■ **TASK OBJECTIVE**
Within the listing, each line that has the string "floor" should be copied.

■ **THE RECORDS**
'''

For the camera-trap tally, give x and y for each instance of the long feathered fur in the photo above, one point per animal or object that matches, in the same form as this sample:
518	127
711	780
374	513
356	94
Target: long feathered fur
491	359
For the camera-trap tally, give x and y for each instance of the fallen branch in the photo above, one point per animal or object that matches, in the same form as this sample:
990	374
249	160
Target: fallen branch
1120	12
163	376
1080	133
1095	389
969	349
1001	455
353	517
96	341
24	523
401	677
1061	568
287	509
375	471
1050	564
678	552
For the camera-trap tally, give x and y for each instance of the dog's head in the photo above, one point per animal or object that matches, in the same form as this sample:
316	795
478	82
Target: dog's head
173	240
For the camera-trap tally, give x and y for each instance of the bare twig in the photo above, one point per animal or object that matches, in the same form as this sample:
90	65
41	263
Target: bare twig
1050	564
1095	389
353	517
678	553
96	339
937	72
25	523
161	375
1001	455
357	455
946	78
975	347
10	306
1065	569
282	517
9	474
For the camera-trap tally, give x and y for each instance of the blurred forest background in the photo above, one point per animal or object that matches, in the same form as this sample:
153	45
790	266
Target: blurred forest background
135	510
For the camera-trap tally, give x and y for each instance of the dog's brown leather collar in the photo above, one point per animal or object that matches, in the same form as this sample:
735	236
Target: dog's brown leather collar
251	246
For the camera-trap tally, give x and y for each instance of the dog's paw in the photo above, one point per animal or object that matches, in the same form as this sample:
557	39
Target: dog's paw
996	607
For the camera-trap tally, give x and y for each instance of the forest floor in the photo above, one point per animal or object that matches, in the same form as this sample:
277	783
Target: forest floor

'''

■ **TASK SOLUTION**
For the camera-trap tally, give x and y for each instance of the forest floor in the photo above, one point per animal or object that matches, in the same form as this sample:
Target: forest floor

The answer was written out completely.